# WHAT YOU HAVE TO DO
Which lines in the material below contain the string "fabric"? Locate each one and copy it in full.

# AVAILABLE DATA
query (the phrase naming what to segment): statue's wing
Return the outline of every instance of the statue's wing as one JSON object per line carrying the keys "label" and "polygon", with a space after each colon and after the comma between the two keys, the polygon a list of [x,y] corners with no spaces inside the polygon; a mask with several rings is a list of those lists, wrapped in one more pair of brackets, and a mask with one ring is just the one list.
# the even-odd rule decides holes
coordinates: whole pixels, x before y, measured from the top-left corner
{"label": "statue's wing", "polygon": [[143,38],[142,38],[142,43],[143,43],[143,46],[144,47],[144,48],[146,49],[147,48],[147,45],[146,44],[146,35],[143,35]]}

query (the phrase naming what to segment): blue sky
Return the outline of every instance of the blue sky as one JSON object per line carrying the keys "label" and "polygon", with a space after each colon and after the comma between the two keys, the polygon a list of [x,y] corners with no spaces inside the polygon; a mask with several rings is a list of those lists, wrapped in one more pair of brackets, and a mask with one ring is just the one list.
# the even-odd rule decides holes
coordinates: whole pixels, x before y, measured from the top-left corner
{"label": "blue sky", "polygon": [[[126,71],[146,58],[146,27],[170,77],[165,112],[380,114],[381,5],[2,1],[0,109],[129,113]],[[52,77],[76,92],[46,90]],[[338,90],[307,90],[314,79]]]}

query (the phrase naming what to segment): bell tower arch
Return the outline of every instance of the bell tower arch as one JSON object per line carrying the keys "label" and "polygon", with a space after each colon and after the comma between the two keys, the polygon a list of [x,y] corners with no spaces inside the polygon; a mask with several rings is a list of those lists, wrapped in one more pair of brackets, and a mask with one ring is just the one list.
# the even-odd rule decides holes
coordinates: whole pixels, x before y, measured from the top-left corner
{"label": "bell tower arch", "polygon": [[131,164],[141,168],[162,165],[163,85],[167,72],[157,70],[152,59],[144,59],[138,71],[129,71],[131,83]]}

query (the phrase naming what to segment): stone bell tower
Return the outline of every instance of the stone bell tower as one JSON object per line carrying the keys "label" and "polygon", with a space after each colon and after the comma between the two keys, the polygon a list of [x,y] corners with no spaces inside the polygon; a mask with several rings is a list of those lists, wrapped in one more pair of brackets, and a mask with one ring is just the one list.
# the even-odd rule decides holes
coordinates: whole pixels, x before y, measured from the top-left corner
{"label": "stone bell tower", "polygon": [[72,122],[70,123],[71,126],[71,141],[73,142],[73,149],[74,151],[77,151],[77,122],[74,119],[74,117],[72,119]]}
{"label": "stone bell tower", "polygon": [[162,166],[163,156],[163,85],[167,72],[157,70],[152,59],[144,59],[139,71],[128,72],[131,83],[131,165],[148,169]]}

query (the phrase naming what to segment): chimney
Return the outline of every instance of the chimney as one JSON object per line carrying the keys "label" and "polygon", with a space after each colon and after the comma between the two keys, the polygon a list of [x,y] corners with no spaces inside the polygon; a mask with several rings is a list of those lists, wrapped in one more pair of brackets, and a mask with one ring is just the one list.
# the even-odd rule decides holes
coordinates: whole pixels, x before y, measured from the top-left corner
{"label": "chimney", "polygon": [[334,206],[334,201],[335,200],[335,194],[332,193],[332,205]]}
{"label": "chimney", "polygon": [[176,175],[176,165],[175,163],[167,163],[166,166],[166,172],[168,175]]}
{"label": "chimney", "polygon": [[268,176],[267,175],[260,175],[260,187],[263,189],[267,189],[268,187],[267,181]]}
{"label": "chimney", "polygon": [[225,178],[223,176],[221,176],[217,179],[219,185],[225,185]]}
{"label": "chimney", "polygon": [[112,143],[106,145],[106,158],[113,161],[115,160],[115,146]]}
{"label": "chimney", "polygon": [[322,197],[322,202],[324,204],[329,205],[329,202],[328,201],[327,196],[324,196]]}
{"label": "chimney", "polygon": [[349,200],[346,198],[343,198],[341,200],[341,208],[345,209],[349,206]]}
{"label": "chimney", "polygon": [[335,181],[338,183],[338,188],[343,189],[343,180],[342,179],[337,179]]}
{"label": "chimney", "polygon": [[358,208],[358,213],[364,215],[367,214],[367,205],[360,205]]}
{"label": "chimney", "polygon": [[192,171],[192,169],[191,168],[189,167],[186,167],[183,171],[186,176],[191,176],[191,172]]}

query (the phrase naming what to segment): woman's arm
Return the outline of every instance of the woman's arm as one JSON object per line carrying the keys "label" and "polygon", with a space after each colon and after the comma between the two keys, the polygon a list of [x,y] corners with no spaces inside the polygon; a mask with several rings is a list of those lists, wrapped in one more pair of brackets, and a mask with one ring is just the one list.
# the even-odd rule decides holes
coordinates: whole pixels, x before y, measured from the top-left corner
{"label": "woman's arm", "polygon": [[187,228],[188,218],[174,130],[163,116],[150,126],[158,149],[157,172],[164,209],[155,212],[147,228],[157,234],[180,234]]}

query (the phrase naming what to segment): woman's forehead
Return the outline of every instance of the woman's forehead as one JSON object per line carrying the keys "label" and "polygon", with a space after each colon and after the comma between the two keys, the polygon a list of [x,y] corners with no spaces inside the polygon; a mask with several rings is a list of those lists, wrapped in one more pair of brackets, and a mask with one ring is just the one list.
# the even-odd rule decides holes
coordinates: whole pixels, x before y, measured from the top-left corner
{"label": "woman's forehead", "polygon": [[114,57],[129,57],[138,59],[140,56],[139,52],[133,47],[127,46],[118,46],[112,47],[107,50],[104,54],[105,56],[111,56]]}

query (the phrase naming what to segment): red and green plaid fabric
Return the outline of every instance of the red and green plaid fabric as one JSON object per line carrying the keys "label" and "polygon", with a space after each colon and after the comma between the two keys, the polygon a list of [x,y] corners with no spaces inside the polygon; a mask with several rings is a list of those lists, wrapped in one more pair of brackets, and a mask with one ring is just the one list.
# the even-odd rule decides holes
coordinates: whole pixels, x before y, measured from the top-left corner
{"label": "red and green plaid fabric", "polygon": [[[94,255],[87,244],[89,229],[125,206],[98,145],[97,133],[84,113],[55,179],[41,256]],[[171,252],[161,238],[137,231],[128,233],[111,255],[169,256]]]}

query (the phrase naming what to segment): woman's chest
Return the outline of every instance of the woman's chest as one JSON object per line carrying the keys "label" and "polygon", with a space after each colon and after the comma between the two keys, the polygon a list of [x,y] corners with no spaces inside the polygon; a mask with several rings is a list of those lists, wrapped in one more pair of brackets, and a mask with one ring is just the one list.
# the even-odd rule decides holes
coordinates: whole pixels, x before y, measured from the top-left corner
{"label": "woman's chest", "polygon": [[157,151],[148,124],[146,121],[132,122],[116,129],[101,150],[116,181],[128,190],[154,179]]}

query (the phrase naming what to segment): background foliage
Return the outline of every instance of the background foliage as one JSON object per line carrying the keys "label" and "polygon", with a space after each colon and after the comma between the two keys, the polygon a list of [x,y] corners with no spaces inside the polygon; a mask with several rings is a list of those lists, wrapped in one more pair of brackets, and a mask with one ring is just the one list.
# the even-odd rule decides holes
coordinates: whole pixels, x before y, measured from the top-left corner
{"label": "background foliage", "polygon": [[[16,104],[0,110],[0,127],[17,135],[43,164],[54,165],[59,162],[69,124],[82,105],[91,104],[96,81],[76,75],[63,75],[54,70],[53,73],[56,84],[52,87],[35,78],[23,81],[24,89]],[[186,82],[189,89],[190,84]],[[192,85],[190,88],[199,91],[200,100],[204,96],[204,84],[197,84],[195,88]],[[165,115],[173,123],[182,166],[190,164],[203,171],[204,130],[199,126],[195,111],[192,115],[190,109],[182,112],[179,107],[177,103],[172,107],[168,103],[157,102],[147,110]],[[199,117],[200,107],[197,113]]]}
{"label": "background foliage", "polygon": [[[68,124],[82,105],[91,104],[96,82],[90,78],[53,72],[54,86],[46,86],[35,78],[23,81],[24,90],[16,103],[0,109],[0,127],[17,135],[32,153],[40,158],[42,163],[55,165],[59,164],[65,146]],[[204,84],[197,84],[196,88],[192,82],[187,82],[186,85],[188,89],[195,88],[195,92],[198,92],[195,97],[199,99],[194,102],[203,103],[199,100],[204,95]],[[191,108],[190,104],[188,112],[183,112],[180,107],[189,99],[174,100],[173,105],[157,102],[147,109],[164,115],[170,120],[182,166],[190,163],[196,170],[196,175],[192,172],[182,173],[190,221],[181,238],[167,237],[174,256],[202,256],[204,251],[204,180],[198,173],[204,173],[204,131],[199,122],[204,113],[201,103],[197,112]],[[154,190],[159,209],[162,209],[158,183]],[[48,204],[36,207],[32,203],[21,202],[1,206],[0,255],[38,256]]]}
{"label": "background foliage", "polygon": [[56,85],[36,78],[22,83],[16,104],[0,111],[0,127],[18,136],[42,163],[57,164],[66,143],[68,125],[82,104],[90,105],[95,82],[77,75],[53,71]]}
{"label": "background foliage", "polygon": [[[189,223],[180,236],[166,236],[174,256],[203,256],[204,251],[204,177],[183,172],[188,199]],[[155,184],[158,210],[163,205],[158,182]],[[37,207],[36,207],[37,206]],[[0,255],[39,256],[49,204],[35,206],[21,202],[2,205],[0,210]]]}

# COMPLETED TASK
query (the phrase naming what to segment): red and green plaid fabric
Return the outline of every instance of the red and green plaid fabric as one JSON object per line carrying the keys "label" and "polygon", with a space after each colon and after the comma between the two keys, the polygon a list of [x,y] corners with no spaces inside the polygon; a mask with several rings is a list of those lists, wrapped in one more pair of brackets, and a mask with one ring is just the one list.
{"label": "red and green plaid fabric", "polygon": [[[94,255],[87,244],[89,229],[125,206],[98,145],[97,133],[84,113],[55,179],[41,256]],[[171,252],[161,238],[137,231],[128,233],[111,255],[169,256]]]}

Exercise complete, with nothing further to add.